BRIEF A: Extract from the listing, verbatim, the lines starting with the one containing "wooden wall paneling" and going on through the one containing "108), (314, 110)]", both included.

## start PASSAGE

This is my last post as chair of the NRPA Board of Directors. I have served on the board since 2010. As chair, I traveled the country and the world this year, and it has been an honor to represent this organization. I am excited about where this organization is heading and could not be prouder to be part of an organization and a board that are committed to challenging ourselves to tackle the issues and opportunities that lie ahead.
Our nation, as well as our profession, faces some serious challenges. It is vitally important that our organization stays committed to making a difference in people’s lives and that we hold fast to our core values. As I traveled the country this year, I have been very encouraged that our park and recreation professionals have consistently shared how important our values are to this profession and the communities we serve.
And what are those core values?
We believe that everyone should receive the benefits of quality park and recreation services, no matter where they live, no matter their background or ethnicity, and no matter what their income.
In keeping to our core values, we have sought every opportunity to lift them up. For example, thanks in large part to your advocacy, Congress increased funding in the fiscal year 2018 spending bill for programs that are vital to the industry, including the Land and Water Conservation Fund State Assistance Program and Community Development Block Grants. Last October, in partnership with the Trust for Public Land and the Urban Land Institute, we helped launch the 10-Minute Walk campaign, which aims to ensure all Americans live within a 10-minute walk (or half-mile) of a high-quality park or green space and have already had nearly 200 mayors sign on to this initiative.

## end PASSAGE

BRIEF B: Continue the outgoing NRPA board chair's message from the point where it stops.

## start EXTRACTED RECORDS

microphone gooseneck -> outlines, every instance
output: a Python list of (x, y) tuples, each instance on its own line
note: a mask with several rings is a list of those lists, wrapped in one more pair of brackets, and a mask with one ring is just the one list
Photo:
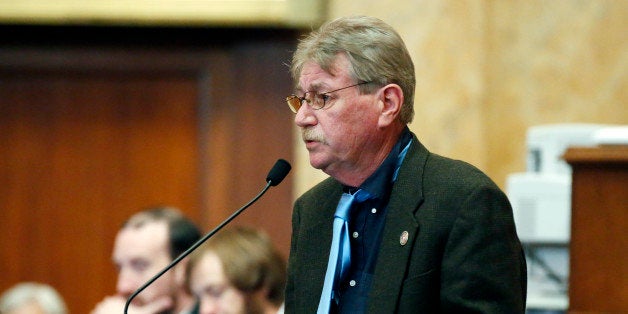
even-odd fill
[(124, 305), (124, 314), (128, 313), (129, 306), (131, 305), (131, 301), (133, 301), (133, 299), (138, 294), (140, 294), (140, 292), (142, 292), (142, 291), (144, 291), (144, 289), (148, 288), (148, 286), (150, 286), (153, 282), (155, 282), (155, 280), (159, 279), (159, 277), (161, 277), (168, 270), (170, 270), (172, 267), (177, 265), (182, 259), (184, 259), (186, 256), (190, 255), (190, 253), (192, 253), (199, 246), (201, 246), (201, 244), (205, 243), (205, 241), (207, 241), (209, 238), (211, 238), (216, 232), (218, 232), (220, 229), (222, 229), (225, 225), (227, 225), (229, 222), (231, 222), (238, 215), (240, 215), (240, 213), (242, 213), (245, 209), (247, 209), (249, 206), (253, 205), (253, 203), (255, 203), (260, 197), (262, 197), (262, 195), (264, 195), (264, 193), (266, 193), (266, 191), (268, 191), (268, 188), (270, 188), (271, 186), (276, 186), (277, 184), (281, 183), (281, 181), (283, 181), (283, 179), (288, 175), (288, 173), (290, 172), (291, 168), (292, 167), (290, 166), (290, 163), (288, 163), (287, 161), (285, 161), (283, 159), (277, 160), (277, 162), (275, 162), (275, 165), (268, 172), (268, 176), (266, 176), (266, 186), (262, 189), (262, 191), (260, 191), (253, 199), (251, 199), (244, 206), (240, 207), (240, 209), (236, 210), (233, 214), (231, 214), (231, 216), (227, 217), (227, 219), (225, 219), (222, 223), (220, 223), (216, 228), (214, 228), (212, 231), (207, 233), (200, 240), (196, 241), (196, 243), (192, 244), (192, 246), (190, 246), (190, 248), (188, 248), (185, 252), (181, 253), (181, 255), (179, 255), (177, 258), (175, 258), (174, 261), (172, 261), (172, 263), (170, 263), (170, 265), (166, 266), (166, 268), (162, 269), (159, 273), (157, 273), (157, 275), (155, 275), (153, 278), (148, 280), (144, 285), (139, 287), (127, 299), (126, 304)]

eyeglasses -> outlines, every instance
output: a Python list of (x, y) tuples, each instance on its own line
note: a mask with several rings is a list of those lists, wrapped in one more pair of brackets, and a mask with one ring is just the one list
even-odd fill
[(310, 108), (314, 110), (323, 109), (326, 105), (327, 100), (329, 100), (330, 98), (329, 94), (343, 90), (343, 89), (347, 89), (350, 87), (355, 87), (355, 86), (364, 85), (368, 83), (370, 82), (361, 82), (361, 83), (353, 84), (353, 85), (346, 86), (343, 88), (334, 89), (332, 91), (325, 92), (325, 93), (305, 92), (303, 97), (299, 97), (297, 95), (290, 95), (286, 97), (286, 103), (288, 103), (288, 107), (290, 107), (290, 110), (292, 110), (292, 112), (294, 113), (297, 113), (297, 111), (299, 111), (299, 109), (303, 105), (303, 102), (307, 102)]

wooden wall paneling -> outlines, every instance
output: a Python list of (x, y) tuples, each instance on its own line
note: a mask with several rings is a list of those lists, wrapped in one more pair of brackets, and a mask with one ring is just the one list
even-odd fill
[(196, 103), (171, 101), (196, 84), (62, 69), (2, 81), (12, 101), (0, 113), (9, 173), (0, 202), (11, 233), (0, 242), (2, 266), (15, 270), (3, 284), (48, 282), (86, 313), (114, 291), (110, 251), (123, 219), (152, 204), (197, 205)]

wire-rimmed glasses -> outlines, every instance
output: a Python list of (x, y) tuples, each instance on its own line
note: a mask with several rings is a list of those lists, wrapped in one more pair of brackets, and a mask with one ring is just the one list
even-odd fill
[(318, 110), (325, 107), (325, 105), (327, 104), (327, 100), (329, 100), (329, 97), (330, 97), (329, 94), (343, 90), (343, 89), (347, 89), (347, 88), (351, 88), (351, 87), (355, 87), (359, 85), (364, 85), (368, 83), (370, 82), (361, 82), (361, 83), (345, 86), (339, 89), (334, 89), (332, 91), (328, 91), (324, 93), (317, 93), (314, 91), (305, 92), (305, 94), (303, 94), (303, 97), (299, 97), (293, 94), (286, 97), (286, 103), (288, 103), (288, 107), (290, 107), (290, 110), (292, 110), (292, 112), (294, 113), (297, 113), (297, 111), (299, 111), (299, 109), (303, 105), (303, 102), (307, 102), (310, 108), (314, 110)]

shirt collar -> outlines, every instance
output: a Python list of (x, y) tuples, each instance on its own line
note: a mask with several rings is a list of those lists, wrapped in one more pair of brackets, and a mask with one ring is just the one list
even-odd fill
[[(400, 157), (401, 152), (404, 148), (410, 143), (412, 140), (412, 133), (410, 133), (410, 129), (405, 127), (401, 135), (399, 135), (399, 139), (395, 146), (393, 146), (384, 162), (375, 170), (375, 172), (368, 177), (362, 185), (360, 185), (359, 189), (367, 191), (372, 198), (386, 198), (390, 193), (390, 187), (393, 183), (393, 175), (397, 170), (398, 159)], [(401, 157), (403, 158), (403, 156)], [(343, 186), (343, 191), (348, 193), (354, 193), (358, 188)]]

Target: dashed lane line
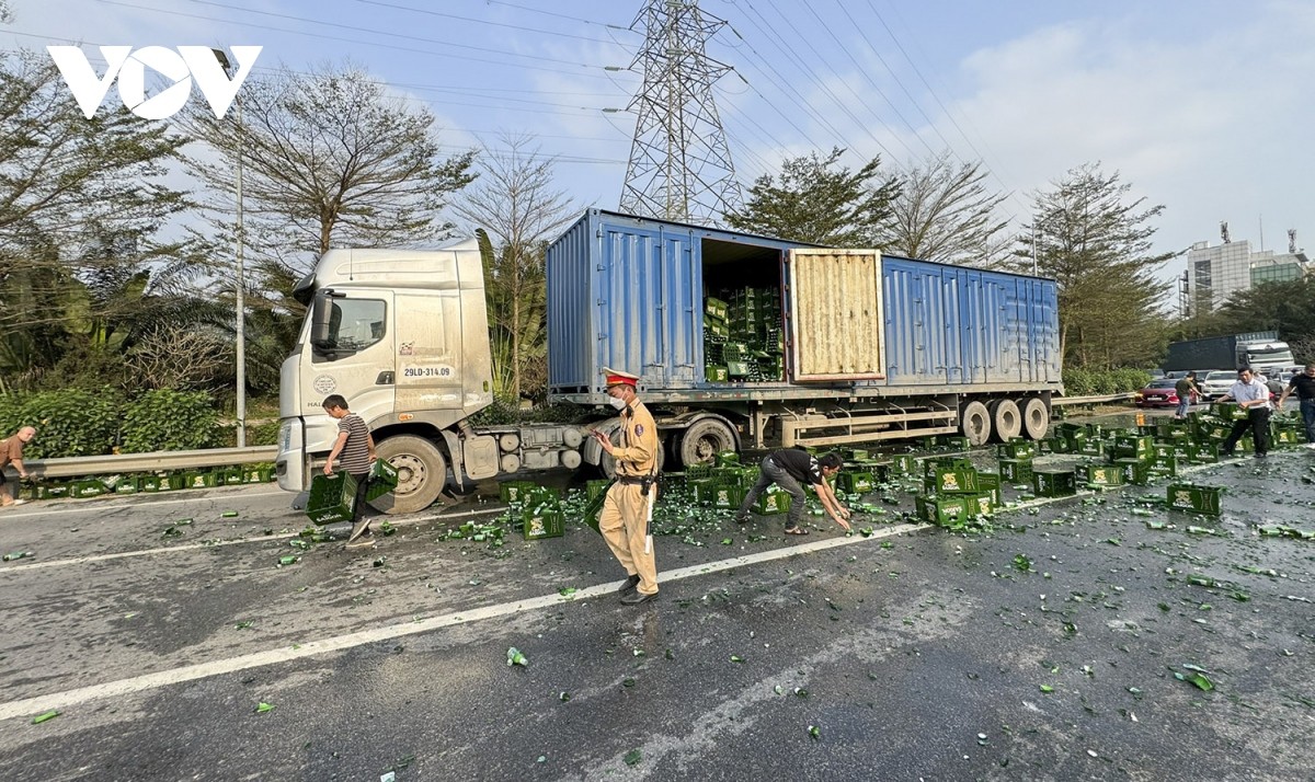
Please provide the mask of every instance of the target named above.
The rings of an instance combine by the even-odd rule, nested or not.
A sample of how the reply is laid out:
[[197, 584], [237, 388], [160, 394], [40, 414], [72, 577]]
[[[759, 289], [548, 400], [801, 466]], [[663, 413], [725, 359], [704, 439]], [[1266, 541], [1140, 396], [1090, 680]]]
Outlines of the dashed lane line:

## end EXTRACTED RECORDS

TASK ANSWER A:
wooden wall paneling -> outlines, every instance
output: a Python list of (x, y) tuples, each instance on its own line
note: a mask with several rings is a list of those lists, wrapped in one more pair of brackets, and a mask with one ring is just the one list
even-odd fill
[(196, 103), (171, 101), (196, 84), (62, 69), (2, 81), (12, 101), (0, 113), (9, 173), (0, 202), (11, 233), (0, 242), (2, 266), (15, 270), (3, 284), (48, 282), (86, 313), (114, 291), (110, 251), (123, 219), (152, 204), (197, 205)]

wire-rimmed glasses -> outlines, every instance
output: a Python list of (x, y) tuples, each instance on its own line
note: a mask with several rings is a list of those lists, wrapped in one more pair of brackets, and a mask with one ring is just the one list
even-odd fill
[(318, 110), (325, 107), (325, 105), (327, 104), (327, 100), (329, 100), (329, 97), (330, 97), (329, 94), (343, 90), (343, 89), (347, 89), (347, 88), (351, 88), (351, 87), (355, 87), (359, 85), (364, 85), (368, 83), (370, 82), (361, 82), (361, 83), (345, 86), (339, 89), (334, 89), (332, 91), (328, 91), (324, 93), (317, 93), (314, 91), (305, 92), (305, 94), (303, 94), (303, 97), (299, 97), (293, 94), (286, 97), (286, 103), (288, 103), (288, 107), (290, 107), (290, 110), (292, 110), (292, 112), (294, 113), (297, 113), (297, 111), (299, 111), (299, 109), (303, 105), (303, 102), (307, 102), (310, 108), (314, 110)]

TASK ANSWER B:
Last year, in my remarks in New Orleans, I challenged us to be bold and courageous in doing what is necessary to call out injustices and truly reconcile the harms of the past. I hoped that as chair, I would find opportunities to be bold and courageous in how we turn the tragic moments we experience in our country, like the school shooting at the Margory Stoneman Douglas High School in Florida, into triumph. I also hoped to discover members who felt empowered to be bold and courageous with me and recognize a vital opportunity for parks and recreation to be an unexpected vehicle for advancing social justice in our country.
I am so grateful for the opportunities of this past year to engage with young professionals in the Tualatin Hills Parks and Recreation District and a range of park and recreation professionals in Wichita, Long Beach, Fort Worth and Maryland. Whether it was creating spaces for courageous conversations, providing training and technical assistance or working to develop a racial equity plan, my time in each place allowed me to discover so many people in our field who felt empowered to be bold and courageous with me.
We still have so much more work to do, but this past year has me very hopeful that park and recreation departments across this country can go beyond the expectations that suggest all we offer is a fun space for families to play.
Let’s keep building on this momentum to step up, show up and speak up!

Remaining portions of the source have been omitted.